Exercises:
• 1. Decide whether each statement agrees with the report on ICD shocks below, answering yes or no and quoting the deciding words: (a) Inappropriate shocks for atrial fibrillation/flutter are linked to a higher risk of death; (b) Patients given inappropriate shocks for sinus tachycardia survive less well than patients never shocked; (c) ALTITUDE was the first study large enough to permit subgroup analysis by heart rhythm.
• 2. In the report on ICD shocks below, what have the landmark clinical trials of ICD and CRT-D therapy consistently shown about inappropriate shocks?

Selected excerpt:
SAN FRANCISCO – Inappropriate implantable cardioverter defibrillator shocks for atrial fibrillation/flutter lead to increased risk of death during the next several years, while inappropriate shocks for sinus tachycardia, supraventricular tachycardia, artifact, noise, or device oversensing are associated with the same survival as in patients who did not receive a shock.
This was the key finding in the ALTITUDE study, the first study large enough to permit subgroup analysis in patients who receive inappropriate shocks for different heart rhythms.
The ALTITUDE results go a long way toward solving a mystery that has puzzled electrophysiologists in recent years: Why do the landmark clinical trials of implantable cardioverter defibrillator (ICD) therapy and cardiac resynchronization therapy plus defibrillation (CRT-D) consistently show that inappropriate shocks are associated with decreased survival, compared with no shocks? Could it be that inappropriate shocks, besides being painful and anxiety-provoking, are actually killing patients?

Dataset:
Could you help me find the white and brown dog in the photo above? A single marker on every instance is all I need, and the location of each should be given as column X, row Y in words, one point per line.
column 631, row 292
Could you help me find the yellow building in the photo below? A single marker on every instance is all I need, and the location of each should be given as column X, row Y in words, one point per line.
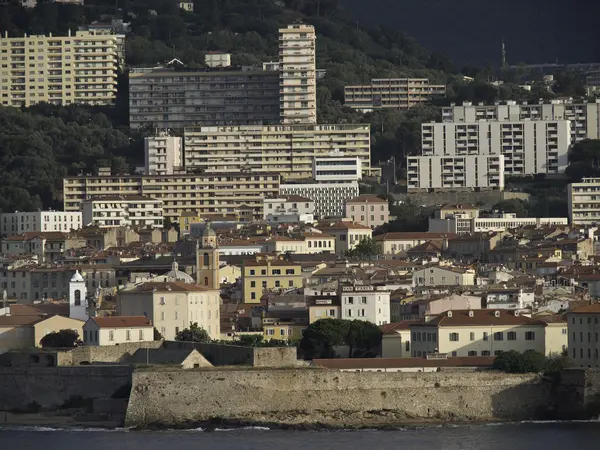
column 283, row 329
column 61, row 70
column 268, row 274
column 203, row 193
column 483, row 332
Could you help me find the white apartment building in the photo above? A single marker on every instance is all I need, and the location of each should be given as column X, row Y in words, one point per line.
column 584, row 202
column 584, row 117
column 289, row 209
column 337, row 167
column 466, row 172
column 298, row 74
column 529, row 146
column 398, row 93
column 80, row 68
column 365, row 302
column 163, row 154
column 123, row 210
column 41, row 221
column 583, row 333
column 329, row 198
column 202, row 193
column 462, row 224
column 287, row 149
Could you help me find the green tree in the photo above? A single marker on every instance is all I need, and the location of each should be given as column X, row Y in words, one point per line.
column 321, row 337
column 193, row 334
column 365, row 249
column 61, row 339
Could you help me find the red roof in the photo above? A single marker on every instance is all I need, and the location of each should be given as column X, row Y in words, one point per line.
column 122, row 321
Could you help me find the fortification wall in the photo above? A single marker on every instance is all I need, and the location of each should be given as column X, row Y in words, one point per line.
column 312, row 396
column 52, row 387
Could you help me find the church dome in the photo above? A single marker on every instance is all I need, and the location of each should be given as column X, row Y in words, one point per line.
column 77, row 277
column 177, row 275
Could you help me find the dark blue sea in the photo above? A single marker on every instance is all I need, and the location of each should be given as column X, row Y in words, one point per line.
column 513, row 436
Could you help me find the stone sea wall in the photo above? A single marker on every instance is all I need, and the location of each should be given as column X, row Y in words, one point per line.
column 23, row 389
column 331, row 398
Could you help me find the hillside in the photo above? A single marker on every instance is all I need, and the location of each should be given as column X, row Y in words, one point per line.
column 471, row 31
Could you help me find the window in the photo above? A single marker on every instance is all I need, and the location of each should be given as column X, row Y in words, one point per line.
column 530, row 335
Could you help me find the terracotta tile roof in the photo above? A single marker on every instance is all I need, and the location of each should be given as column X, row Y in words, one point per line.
column 393, row 363
column 411, row 236
column 593, row 308
column 122, row 321
column 367, row 198
column 391, row 328
column 171, row 286
column 481, row 317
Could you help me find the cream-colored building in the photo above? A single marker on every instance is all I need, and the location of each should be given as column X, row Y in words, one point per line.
column 172, row 306
column 398, row 93
column 19, row 332
column 368, row 210
column 443, row 276
column 203, row 193
column 117, row 330
column 123, row 210
column 23, row 222
column 61, row 70
column 583, row 335
column 481, row 332
column 298, row 74
column 347, row 234
column 397, row 242
column 287, row 149
column 163, row 154
column 584, row 202
column 268, row 274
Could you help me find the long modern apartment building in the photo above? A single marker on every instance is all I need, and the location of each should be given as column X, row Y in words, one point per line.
column 286, row 149
column 61, row 70
column 204, row 193
column 529, row 147
column 454, row 172
column 584, row 117
column 167, row 97
column 398, row 93
column 584, row 202
column 175, row 97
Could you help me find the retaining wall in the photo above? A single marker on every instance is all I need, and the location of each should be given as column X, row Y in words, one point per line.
column 312, row 396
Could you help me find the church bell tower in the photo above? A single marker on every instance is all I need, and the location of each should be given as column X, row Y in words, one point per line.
column 207, row 260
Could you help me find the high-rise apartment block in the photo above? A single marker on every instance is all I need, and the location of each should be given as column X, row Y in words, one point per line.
column 398, row 93
column 163, row 154
column 205, row 193
column 170, row 97
column 298, row 74
column 584, row 202
column 286, row 149
column 529, row 147
column 61, row 70
column 584, row 117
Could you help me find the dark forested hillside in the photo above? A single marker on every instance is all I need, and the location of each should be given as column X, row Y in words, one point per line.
column 471, row 31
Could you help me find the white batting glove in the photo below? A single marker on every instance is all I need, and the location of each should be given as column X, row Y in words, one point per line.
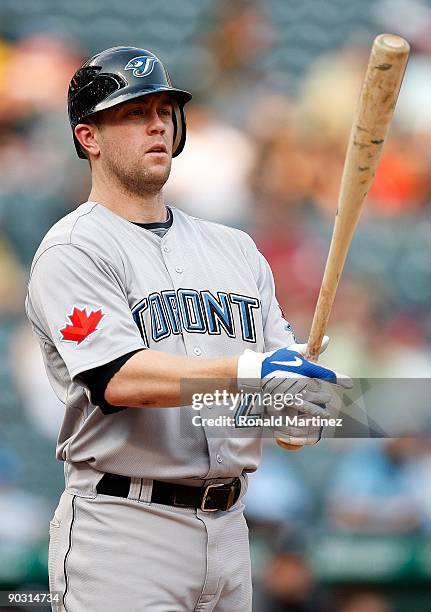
column 286, row 372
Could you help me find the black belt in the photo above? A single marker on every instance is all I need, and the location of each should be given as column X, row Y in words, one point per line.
column 213, row 497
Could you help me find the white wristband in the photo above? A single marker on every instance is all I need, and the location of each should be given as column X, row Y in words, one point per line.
column 249, row 371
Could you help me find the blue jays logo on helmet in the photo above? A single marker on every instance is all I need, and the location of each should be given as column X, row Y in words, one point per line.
column 141, row 65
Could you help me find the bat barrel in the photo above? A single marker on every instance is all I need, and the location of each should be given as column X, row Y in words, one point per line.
column 373, row 115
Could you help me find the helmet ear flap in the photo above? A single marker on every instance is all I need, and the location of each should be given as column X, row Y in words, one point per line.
column 179, row 121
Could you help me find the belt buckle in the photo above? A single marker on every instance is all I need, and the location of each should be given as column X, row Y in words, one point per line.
column 208, row 487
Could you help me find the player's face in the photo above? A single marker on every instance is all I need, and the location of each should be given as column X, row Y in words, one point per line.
column 135, row 141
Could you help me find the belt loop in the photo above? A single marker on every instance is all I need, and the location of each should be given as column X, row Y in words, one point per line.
column 146, row 490
column 135, row 488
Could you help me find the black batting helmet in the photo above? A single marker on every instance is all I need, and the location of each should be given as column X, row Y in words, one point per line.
column 117, row 75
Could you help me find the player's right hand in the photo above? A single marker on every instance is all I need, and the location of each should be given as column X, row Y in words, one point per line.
column 285, row 371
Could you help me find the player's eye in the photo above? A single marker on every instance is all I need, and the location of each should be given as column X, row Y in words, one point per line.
column 166, row 112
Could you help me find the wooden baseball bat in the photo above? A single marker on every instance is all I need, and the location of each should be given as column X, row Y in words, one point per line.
column 380, row 88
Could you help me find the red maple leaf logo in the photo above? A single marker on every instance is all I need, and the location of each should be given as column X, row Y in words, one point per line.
column 81, row 325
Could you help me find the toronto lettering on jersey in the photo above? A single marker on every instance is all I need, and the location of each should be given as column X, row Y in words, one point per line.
column 199, row 312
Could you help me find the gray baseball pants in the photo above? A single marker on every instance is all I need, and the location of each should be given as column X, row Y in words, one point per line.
column 108, row 554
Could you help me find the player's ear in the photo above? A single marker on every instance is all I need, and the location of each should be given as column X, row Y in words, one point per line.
column 86, row 133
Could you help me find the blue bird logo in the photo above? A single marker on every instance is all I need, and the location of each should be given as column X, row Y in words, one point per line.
column 141, row 65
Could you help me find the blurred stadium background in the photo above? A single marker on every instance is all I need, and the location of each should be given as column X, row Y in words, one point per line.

Answers per task:
• 1.
(a) Yes: "Inappropriate implantable cardioverter defibrillator shocks for atrial fibrillation/flutter lead to increased risk of death during the next several years"
(b) No: "are associated with the same survival as in patients who did not receive a shock"
(c) Yes: "the first study large enough to permit subgroup analysis in patients who receive inappropriate shocks for different heart rhythms"

• 2. They show that inappropriate shocks are associated with decreased survival compared with no shocks.